# [REQUIRED WORK]
Rewrite the listing from the line with "lights in this photo as pixel coordinates." to the end, including the request line, and scale each pixel coordinate in the answers by 2.3, rounding to whole numbers with halves rounded up.

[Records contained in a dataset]
§ §

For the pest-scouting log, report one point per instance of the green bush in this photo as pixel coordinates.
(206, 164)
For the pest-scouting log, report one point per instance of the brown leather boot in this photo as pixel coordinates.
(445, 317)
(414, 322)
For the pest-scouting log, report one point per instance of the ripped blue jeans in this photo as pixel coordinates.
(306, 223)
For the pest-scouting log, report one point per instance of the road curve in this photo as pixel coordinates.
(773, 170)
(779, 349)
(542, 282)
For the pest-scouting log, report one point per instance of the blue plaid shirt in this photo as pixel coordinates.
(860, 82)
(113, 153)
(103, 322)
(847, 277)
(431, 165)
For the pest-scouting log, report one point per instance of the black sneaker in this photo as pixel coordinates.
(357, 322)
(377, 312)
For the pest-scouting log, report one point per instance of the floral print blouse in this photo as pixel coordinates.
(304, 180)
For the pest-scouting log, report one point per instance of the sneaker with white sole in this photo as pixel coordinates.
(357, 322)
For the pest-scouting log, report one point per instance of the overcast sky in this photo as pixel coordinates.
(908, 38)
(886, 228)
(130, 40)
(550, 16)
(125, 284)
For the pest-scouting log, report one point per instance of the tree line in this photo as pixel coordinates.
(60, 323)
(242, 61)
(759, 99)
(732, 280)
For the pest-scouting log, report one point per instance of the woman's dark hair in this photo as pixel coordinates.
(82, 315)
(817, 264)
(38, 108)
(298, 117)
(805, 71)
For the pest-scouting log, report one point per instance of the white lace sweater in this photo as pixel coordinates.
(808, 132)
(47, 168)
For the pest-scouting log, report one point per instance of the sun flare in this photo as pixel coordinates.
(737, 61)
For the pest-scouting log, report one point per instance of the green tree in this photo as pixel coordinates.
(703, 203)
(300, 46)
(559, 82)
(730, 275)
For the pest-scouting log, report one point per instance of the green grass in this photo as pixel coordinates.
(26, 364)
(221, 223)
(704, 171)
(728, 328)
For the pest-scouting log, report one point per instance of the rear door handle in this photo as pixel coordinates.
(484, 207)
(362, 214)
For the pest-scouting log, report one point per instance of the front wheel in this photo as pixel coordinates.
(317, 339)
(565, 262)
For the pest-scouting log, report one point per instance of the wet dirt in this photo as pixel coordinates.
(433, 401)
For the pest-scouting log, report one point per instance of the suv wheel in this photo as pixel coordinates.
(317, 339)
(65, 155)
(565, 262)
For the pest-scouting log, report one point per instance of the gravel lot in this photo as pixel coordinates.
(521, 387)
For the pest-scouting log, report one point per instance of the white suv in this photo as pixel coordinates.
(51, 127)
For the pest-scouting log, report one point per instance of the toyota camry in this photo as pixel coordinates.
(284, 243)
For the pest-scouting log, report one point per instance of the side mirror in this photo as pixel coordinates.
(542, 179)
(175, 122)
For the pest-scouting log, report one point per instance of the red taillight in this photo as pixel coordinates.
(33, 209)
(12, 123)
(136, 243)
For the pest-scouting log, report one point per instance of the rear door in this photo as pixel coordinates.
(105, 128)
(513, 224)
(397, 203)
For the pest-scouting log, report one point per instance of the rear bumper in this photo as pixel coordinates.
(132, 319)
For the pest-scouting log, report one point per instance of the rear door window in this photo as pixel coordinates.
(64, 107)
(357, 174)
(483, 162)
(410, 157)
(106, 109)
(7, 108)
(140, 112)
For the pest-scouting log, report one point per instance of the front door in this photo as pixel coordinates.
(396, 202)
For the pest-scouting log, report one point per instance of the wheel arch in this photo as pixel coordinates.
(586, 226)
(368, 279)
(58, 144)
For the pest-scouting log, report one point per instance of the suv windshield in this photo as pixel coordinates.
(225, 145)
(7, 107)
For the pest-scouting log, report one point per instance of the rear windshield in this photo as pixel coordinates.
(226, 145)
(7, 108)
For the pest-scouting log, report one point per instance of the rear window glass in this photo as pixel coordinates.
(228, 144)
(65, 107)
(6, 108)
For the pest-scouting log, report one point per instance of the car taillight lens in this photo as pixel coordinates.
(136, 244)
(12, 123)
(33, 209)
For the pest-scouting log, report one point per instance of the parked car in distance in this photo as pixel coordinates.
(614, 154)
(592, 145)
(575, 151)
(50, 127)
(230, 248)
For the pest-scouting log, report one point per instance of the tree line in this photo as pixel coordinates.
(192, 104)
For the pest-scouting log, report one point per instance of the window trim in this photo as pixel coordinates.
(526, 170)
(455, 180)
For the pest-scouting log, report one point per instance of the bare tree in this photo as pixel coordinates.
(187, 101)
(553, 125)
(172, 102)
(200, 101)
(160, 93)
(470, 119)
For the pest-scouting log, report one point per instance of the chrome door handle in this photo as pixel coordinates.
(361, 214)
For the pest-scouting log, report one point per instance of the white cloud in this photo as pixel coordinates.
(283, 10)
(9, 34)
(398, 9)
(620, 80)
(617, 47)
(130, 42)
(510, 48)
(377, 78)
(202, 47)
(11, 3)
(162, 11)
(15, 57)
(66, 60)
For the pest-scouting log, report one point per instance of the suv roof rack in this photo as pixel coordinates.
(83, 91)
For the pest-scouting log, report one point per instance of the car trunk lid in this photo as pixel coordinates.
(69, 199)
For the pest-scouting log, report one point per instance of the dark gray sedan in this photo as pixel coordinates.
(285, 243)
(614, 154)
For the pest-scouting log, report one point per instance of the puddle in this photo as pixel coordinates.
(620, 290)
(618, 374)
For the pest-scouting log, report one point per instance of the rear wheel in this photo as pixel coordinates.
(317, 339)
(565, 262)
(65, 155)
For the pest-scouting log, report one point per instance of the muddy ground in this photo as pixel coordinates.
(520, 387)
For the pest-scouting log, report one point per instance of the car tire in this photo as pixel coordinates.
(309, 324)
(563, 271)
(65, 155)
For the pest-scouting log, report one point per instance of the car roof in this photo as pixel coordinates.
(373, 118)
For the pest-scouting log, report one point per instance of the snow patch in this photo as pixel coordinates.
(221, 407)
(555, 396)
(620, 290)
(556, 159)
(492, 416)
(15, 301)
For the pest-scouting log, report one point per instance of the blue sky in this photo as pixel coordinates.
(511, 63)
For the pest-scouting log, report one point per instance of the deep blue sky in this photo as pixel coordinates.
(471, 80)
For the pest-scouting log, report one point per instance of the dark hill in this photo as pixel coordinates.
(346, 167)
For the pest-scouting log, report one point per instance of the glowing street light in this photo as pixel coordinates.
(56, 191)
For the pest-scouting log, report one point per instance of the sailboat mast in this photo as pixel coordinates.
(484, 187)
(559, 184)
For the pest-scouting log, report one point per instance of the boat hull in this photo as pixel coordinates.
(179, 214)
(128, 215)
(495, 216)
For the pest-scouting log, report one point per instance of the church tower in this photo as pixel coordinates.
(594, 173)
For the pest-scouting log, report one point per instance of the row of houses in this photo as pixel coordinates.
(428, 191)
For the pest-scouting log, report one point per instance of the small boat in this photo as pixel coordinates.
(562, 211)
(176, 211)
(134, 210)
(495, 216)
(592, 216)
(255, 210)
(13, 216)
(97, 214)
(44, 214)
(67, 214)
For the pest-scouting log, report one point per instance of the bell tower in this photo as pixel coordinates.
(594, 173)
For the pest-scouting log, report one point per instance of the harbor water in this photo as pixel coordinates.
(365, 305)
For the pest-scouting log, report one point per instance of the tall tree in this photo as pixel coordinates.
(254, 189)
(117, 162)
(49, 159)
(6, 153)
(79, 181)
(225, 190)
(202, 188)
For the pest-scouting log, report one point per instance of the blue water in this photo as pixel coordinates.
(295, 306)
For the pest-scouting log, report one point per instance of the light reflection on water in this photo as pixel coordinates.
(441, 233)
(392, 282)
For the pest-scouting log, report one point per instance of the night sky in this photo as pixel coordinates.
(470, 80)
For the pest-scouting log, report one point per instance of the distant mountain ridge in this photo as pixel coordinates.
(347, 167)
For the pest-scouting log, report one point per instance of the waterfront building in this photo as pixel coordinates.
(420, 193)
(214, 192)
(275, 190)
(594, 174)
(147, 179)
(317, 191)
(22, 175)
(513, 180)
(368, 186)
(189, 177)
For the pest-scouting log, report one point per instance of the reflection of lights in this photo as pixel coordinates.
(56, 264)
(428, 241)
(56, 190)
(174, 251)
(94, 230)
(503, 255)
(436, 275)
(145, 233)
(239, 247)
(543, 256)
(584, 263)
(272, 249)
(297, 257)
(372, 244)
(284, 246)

§ §

# [SOLVED PROBLEM]
For the pest-scouting log, report one point per instance of the reflection of lights in this photo as pixel coordinates.
(129, 607)
(984, 554)
(129, 437)
(400, 577)
(216, 529)
(1157, 587)
(1003, 633)
(334, 536)
(550, 568)
(1249, 589)
(1343, 605)
(626, 573)
(683, 591)
(856, 561)
(653, 566)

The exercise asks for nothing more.